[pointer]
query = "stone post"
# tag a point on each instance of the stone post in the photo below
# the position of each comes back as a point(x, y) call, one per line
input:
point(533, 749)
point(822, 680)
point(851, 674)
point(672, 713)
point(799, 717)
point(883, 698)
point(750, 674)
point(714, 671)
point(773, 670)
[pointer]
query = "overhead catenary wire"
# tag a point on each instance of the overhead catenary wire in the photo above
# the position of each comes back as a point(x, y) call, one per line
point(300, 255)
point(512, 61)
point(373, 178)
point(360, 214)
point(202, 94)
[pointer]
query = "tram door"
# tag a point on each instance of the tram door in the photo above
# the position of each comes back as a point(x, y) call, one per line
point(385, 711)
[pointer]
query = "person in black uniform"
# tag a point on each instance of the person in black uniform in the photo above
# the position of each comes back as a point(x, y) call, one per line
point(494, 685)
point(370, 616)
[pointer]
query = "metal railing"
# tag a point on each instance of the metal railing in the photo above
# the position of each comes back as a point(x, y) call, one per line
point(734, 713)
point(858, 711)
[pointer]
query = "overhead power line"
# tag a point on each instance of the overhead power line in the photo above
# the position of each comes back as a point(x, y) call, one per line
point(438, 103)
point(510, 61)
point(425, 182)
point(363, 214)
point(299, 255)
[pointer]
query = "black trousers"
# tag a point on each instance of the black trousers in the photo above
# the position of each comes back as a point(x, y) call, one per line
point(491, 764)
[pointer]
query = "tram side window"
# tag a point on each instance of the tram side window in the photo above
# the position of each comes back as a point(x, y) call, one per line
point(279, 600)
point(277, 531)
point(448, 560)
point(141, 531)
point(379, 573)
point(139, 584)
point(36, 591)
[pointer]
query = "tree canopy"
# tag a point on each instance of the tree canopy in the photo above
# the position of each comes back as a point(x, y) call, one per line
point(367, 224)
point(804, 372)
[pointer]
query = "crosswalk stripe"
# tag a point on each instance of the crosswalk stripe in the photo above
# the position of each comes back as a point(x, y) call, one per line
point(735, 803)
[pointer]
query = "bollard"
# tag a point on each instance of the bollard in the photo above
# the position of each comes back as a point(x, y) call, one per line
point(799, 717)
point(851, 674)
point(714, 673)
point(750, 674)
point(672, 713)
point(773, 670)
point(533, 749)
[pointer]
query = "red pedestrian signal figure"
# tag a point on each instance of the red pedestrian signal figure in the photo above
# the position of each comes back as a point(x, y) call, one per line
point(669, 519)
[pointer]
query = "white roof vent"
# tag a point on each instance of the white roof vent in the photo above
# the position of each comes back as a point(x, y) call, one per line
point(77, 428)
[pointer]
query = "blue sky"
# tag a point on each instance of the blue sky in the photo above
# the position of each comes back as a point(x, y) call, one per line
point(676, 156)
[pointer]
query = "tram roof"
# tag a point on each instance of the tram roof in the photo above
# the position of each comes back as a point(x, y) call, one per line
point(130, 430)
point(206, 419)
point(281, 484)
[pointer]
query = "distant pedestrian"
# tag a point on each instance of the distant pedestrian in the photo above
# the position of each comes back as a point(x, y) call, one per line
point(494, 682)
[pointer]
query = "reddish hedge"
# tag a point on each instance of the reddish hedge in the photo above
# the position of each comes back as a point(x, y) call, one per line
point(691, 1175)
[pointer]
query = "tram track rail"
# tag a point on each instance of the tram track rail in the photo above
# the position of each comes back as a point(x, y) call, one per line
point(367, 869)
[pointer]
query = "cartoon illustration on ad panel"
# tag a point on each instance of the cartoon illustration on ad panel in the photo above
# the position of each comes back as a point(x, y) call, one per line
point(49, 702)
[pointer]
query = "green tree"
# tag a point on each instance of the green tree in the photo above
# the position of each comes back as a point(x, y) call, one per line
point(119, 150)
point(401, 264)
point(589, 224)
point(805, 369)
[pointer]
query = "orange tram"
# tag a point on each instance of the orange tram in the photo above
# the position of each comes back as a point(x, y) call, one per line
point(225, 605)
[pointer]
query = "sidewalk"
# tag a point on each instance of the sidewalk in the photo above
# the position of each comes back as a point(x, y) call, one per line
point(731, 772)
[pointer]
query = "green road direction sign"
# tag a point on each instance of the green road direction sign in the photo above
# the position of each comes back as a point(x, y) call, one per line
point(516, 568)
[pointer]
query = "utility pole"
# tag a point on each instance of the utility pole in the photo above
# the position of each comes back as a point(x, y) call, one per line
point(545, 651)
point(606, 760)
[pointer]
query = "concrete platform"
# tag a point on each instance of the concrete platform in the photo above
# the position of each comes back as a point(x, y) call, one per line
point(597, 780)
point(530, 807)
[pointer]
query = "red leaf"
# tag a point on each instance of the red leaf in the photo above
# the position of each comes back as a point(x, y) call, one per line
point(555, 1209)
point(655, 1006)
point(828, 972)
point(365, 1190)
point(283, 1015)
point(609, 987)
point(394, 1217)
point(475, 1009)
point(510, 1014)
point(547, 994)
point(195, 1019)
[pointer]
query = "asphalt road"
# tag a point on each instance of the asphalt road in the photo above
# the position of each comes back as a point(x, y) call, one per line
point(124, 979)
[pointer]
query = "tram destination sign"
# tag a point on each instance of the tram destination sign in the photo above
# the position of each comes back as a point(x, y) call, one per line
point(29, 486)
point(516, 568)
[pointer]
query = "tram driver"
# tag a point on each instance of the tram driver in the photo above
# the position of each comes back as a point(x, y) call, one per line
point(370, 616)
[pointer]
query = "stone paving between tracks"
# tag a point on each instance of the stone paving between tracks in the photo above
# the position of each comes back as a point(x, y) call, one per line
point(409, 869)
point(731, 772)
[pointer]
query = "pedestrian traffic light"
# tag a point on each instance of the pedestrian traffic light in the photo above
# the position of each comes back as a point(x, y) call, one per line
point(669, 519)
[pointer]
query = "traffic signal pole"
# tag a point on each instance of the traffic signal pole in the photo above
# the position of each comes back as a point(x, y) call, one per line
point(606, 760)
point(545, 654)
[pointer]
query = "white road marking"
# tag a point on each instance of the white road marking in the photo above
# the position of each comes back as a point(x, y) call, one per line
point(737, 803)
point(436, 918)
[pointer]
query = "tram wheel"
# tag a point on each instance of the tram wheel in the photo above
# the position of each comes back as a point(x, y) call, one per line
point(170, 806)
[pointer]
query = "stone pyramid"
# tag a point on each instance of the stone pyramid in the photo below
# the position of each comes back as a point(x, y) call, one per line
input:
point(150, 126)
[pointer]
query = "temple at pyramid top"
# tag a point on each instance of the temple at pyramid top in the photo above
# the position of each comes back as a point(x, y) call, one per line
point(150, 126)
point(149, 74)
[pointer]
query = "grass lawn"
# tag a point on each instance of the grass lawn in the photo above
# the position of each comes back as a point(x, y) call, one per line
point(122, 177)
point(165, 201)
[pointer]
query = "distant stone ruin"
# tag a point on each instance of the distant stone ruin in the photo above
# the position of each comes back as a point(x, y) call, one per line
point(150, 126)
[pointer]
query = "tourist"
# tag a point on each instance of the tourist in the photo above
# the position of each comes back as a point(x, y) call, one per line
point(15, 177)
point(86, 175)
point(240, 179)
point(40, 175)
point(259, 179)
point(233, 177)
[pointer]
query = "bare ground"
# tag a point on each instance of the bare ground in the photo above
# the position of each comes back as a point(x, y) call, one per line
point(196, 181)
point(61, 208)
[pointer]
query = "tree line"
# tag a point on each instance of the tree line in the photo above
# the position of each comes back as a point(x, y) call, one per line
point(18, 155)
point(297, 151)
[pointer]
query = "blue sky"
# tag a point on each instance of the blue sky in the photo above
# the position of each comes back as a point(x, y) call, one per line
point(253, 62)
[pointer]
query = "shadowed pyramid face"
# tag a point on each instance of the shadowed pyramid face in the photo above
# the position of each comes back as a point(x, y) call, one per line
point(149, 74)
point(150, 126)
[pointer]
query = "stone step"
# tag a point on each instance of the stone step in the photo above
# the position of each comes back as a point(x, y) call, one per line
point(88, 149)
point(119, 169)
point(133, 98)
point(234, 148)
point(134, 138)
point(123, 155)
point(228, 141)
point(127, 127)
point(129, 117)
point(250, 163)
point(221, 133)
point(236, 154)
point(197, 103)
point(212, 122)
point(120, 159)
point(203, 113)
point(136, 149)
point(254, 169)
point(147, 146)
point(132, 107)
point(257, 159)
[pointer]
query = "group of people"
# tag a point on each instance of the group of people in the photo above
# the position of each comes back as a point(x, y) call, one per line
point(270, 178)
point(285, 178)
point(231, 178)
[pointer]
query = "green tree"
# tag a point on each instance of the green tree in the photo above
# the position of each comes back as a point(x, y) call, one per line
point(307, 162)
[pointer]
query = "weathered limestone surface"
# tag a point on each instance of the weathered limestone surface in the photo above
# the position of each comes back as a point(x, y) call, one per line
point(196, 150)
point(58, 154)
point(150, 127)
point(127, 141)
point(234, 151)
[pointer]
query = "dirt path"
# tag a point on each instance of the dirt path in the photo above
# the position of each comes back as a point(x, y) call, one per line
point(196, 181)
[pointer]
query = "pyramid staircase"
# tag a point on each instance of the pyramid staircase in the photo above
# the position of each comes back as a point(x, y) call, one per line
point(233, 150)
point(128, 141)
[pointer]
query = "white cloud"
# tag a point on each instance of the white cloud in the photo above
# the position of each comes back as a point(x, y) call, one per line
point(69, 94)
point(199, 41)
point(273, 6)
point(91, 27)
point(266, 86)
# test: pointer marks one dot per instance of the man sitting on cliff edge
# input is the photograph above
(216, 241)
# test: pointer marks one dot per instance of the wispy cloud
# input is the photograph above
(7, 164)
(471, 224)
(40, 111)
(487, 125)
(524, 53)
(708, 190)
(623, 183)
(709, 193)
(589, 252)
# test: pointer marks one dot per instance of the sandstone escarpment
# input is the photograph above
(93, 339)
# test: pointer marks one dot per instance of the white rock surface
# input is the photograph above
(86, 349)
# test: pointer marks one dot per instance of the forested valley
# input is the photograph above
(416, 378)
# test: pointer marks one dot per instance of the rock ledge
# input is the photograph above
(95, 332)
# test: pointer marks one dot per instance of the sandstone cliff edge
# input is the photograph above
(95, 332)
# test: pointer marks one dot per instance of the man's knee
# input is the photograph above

==*==

Repeat exactly the lines from the line containing "the sandstone escarpment" through the end of the listing above; both boundary lines are part of the output.

# test: pointer marks one dot per instance of the sandstone escarpment
# input is the photograph above
(93, 339)
# test: pointer marks one dot per instance of the white rock surface
# input is the photograph above
(86, 349)
# test: pointer marks one dot per instance of the forested valley
# input is the photograph above
(416, 378)
# test: pointer marks one dot per instance of the rock ledge
# input is the photograph above
(95, 332)
# test: pointer marks one dot per instance of the sandstone cliff edge
# input is the photograph above
(95, 332)
# test: pointer marks one dot per instance of the man's knee
# input is the photograph above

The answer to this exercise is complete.